> _EXERCISE DIRECTIONS_:
Nothing but the pictures gets dropped; retype every entry exactly.

=====

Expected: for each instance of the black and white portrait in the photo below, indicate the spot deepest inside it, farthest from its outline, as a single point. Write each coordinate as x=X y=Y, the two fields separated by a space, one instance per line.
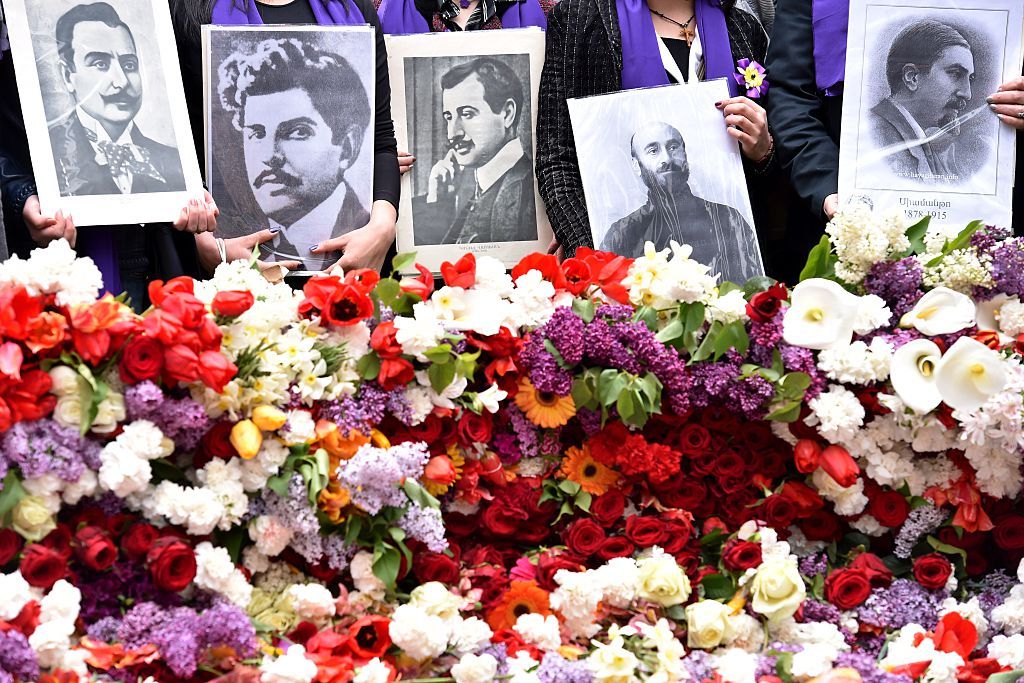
x=469 y=119
x=290 y=135
x=916 y=129
x=657 y=166
x=110 y=97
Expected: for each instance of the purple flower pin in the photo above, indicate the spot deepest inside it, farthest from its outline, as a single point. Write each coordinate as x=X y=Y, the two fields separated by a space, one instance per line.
x=751 y=76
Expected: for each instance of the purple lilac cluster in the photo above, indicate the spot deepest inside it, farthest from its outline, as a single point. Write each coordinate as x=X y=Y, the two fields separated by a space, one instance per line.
x=181 y=635
x=556 y=669
x=374 y=474
x=897 y=283
x=905 y=601
x=44 y=446
x=181 y=420
x=367 y=409
x=426 y=525
x=17 y=662
x=866 y=666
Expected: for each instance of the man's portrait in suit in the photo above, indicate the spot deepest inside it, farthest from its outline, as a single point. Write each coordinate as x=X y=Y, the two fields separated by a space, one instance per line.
x=930 y=73
x=303 y=114
x=719 y=235
x=481 y=189
x=97 y=146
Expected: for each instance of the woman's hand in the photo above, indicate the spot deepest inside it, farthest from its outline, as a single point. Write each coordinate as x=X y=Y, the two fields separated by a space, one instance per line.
x=406 y=162
x=366 y=247
x=199 y=216
x=748 y=123
x=45 y=229
x=1009 y=102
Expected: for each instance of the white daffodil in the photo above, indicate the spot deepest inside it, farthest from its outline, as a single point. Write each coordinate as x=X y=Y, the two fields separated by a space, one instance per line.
x=941 y=311
x=969 y=374
x=912 y=373
x=987 y=315
x=821 y=315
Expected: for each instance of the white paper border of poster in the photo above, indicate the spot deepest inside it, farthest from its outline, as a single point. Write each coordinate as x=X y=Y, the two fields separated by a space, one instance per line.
x=102 y=209
x=483 y=43
x=985 y=191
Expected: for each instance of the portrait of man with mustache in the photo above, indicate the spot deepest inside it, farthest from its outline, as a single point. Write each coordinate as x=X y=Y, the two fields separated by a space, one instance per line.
x=97 y=147
x=303 y=113
x=930 y=70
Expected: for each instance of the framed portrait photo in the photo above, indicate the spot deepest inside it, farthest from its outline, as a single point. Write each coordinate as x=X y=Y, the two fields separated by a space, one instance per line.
x=657 y=166
x=918 y=133
x=465 y=105
x=290 y=134
x=103 y=109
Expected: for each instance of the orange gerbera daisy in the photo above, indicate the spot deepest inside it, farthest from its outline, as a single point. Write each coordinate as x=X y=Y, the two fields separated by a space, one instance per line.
x=543 y=408
x=523 y=597
x=592 y=476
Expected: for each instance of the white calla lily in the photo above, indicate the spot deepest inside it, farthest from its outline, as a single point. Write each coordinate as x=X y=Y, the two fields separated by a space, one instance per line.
x=941 y=311
x=969 y=374
x=912 y=375
x=821 y=315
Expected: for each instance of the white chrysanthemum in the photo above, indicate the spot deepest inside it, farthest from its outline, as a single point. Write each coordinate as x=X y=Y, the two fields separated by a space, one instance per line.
x=838 y=413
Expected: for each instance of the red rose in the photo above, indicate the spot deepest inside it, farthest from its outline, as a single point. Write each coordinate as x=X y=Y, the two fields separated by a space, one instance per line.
x=607 y=509
x=215 y=370
x=231 y=304
x=889 y=507
x=435 y=566
x=932 y=570
x=765 y=305
x=1009 y=532
x=847 y=588
x=585 y=537
x=171 y=563
x=10 y=546
x=370 y=637
x=614 y=547
x=138 y=539
x=142 y=358
x=741 y=555
x=645 y=531
x=42 y=566
x=877 y=571
x=94 y=548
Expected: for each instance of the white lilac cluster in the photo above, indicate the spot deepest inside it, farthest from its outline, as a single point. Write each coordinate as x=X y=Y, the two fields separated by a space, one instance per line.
x=862 y=239
x=666 y=279
x=430 y=625
x=297 y=358
x=217 y=573
x=54 y=269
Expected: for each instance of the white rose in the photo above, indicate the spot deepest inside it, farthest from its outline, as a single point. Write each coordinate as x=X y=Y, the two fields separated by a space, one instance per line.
x=663 y=581
x=475 y=669
x=707 y=624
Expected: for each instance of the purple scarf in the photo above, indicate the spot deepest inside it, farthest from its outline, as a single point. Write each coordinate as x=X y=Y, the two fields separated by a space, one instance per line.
x=642 y=66
x=829 y=19
x=328 y=12
x=400 y=17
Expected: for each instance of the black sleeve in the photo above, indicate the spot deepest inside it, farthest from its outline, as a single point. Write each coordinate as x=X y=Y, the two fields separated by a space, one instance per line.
x=798 y=114
x=387 y=180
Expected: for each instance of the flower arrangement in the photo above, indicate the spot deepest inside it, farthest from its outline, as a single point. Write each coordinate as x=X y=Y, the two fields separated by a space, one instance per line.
x=601 y=469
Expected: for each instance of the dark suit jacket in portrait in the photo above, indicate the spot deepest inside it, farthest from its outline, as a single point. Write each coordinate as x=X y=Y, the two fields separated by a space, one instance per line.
x=505 y=212
x=891 y=128
x=720 y=236
x=80 y=174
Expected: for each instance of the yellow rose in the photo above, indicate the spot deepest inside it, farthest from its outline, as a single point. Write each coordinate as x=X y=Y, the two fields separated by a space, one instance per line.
x=663 y=581
x=32 y=518
x=707 y=624
x=777 y=589
x=247 y=438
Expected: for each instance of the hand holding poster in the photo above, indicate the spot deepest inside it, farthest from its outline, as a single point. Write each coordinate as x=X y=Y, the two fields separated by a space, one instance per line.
x=918 y=133
x=657 y=165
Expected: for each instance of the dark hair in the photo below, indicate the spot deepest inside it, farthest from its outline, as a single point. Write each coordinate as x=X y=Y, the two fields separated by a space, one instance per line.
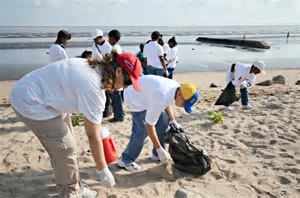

=====

> _TASK RESULT_:
Expected: for each instance of the black and white portrait in the photo below, indicate the spot deepest inside it, farthest from its outline, as a single point. Write each coordinate as x=X y=Y, the two fields separated by a space, one instance per line.
x=469 y=119
x=290 y=135
x=916 y=129
x=657 y=166
x=110 y=97
Expected: for each instance of the purple flower pin in the photo above, indicate the spot deepest inside it, farthest from its outline, as a single point. Write each coordinate as x=X y=Y, the two fields separated by a space, one instance per line.
x=751 y=76
Expected: for each instance of the purple lilac cluster in the photo above, indicate the spot deepest inside it, farthest from its outline, as a single point. Write each coordinate as x=X y=Y, the two fields separated by a space, one instance per line.
x=181 y=635
x=556 y=669
x=374 y=474
x=897 y=283
x=905 y=601
x=44 y=446
x=181 y=420
x=367 y=409
x=426 y=525
x=17 y=662
x=866 y=666
Expected: for each instance of the man's portrait in suit in the photo above, indicate the spot deepest inside it, farthest from its outline, as a single point. Write each coordinate as x=X y=Y, the two fields separated by a space, one instance per line.
x=930 y=73
x=303 y=114
x=719 y=235
x=481 y=189
x=97 y=146
Expected: for each instance of the woman's hand in the photo above, indicate the spot deepest inside it, farthest from its outline, as a single point. Write each coordinate as x=X y=Y, the two fields separated by a space, one instance per line.
x=406 y=162
x=366 y=247
x=199 y=216
x=748 y=123
x=45 y=229
x=1009 y=102
Expected: for each instance of the white daffodil in the photo above, indicate the spot deepest inside it, farthest from its outline, as a single point. Write each coordinate as x=X y=Y, the two fields separated by a space, one instance per line.
x=941 y=311
x=969 y=374
x=912 y=373
x=987 y=315
x=821 y=315
Expected: for each instance of the white paper border of poster in the photo above, indicate the spot deepest inside it, farthest from its outline, as a single point. Write each coordinate as x=X y=Y, the two fields separated by a space, one instance per line.
x=102 y=209
x=483 y=43
x=985 y=191
Expected: for each instance of the portrait of man with mustache in the photo above, indicate the spot deepest inside it, farthest from its outline, as a single point. Write each coordinate as x=X y=Y, the two fields separated by a space, one instance per line.
x=97 y=147
x=303 y=113
x=930 y=70
Expected: for each instance of the framed portrait photo in the photo above, indicate the spot deepest inside it, farthest from its outline, as a single point. Write each coordinate as x=X y=Y, the two fields separated by a space, one instance per line.
x=657 y=166
x=918 y=133
x=465 y=105
x=290 y=134
x=103 y=109
Expected: for each instance of the orange gerbera daisy in the photo above, indicate the spot deepest inside it, farthest from its outline, as a single point. Write each coordinate as x=X y=Y, the two fields separated by a space, one instance per line.
x=543 y=408
x=523 y=597
x=592 y=476
Expected: for each instance of the white calla lily in the photo above, indicate the spot deepest inside it, farthest from its outline, as a single point. Write each coordinate as x=X y=Y, the two fields separated by a space, one instance per line.
x=941 y=311
x=969 y=374
x=912 y=375
x=821 y=315
Expected: for each instance of the white chrysanthemum in the photo above, indicate the spot deepest inside it, farthest from its outline, as a single point. Write each coordinate as x=X y=Y, the two fields separated by a space, one instance per line.
x=838 y=413
Expected: for each instance of the red rose in the photo above, indicate the spot deepest inside it, farthest from its outline, as a single point. Write each coordinate as x=X y=Y, the two fields separated by a space, one instance per line.
x=607 y=509
x=215 y=370
x=231 y=304
x=889 y=507
x=435 y=566
x=932 y=570
x=765 y=305
x=1009 y=532
x=847 y=588
x=585 y=537
x=171 y=563
x=10 y=546
x=370 y=637
x=614 y=547
x=138 y=539
x=142 y=358
x=741 y=555
x=645 y=531
x=42 y=566
x=877 y=571
x=94 y=548
Expected: for each instance of the white lilac cluster in the photo above, indicate the spot deepest inside it, farthest from its outline, as a single point. Write each coordinate as x=X y=Y, the two fields separated by a space, one instance per line.
x=862 y=239
x=666 y=279
x=430 y=625
x=297 y=358
x=217 y=573
x=54 y=269
Expected: for each instance of the white rose in the photo above, indicate the spot deepest inside it, farthest from its outline, as a single point. Write each coordinate as x=X y=Y, the two fields separated by a space, one instance per line.
x=663 y=581
x=475 y=669
x=707 y=624
Expected: for each instance of the purple scarf in the photo above, indicate the spot deepest inside it, farthest from its outline, as a single point. Write each coordinate as x=X y=Y, the two fields separated by a space, one instance per line.
x=642 y=66
x=829 y=19
x=328 y=12
x=400 y=17
Expected: for each instance of the black sleeve in the photo above, indicate the spot deepest inside it, farthest from its outline, as a single point. Write each coordinate as x=X y=Y, the two fields separated by a space, one instance per line.
x=798 y=114
x=387 y=180
Expected: for each instance of the flower arrangement in the photo above, indicate the spot deepest inside it, farthest from its outline, as a single point. Write each coordinate as x=X y=Y, the two fields separated by a space, one instance per line.
x=601 y=469
Expected: for each instance of the dark suit jacket in portrait in the photo above, indicate the spot deepest inside it, farthest from its outline, as a single point. Write each coordinate as x=X y=Y, the two fields separated by a space, one instance per line.
x=505 y=212
x=891 y=128
x=720 y=236
x=80 y=174
Expected: for each instance of the yellow rose in the photo above, indicate the spot deepest inside it, farthest from its outline, as a single point. Write each coordinate as x=X y=Y, the two fields separated by a space, one instance per line.
x=663 y=581
x=32 y=518
x=707 y=624
x=777 y=589
x=247 y=438
Expected: for each instance of the hand holding poster in the photo above, indicate the spot deepest inside it, farthest from its outline, as a single point. Write each coordinate as x=X y=Y, the two fields separated by a space, one instance per line.
x=918 y=133
x=657 y=165
Expected: for each instance of the dark hair in the photo below, indicate the spot deepest inside it, farthest from its outline, as a single point. Write each coordinate as x=X y=Y, the two fields separated by a space, one instance per line.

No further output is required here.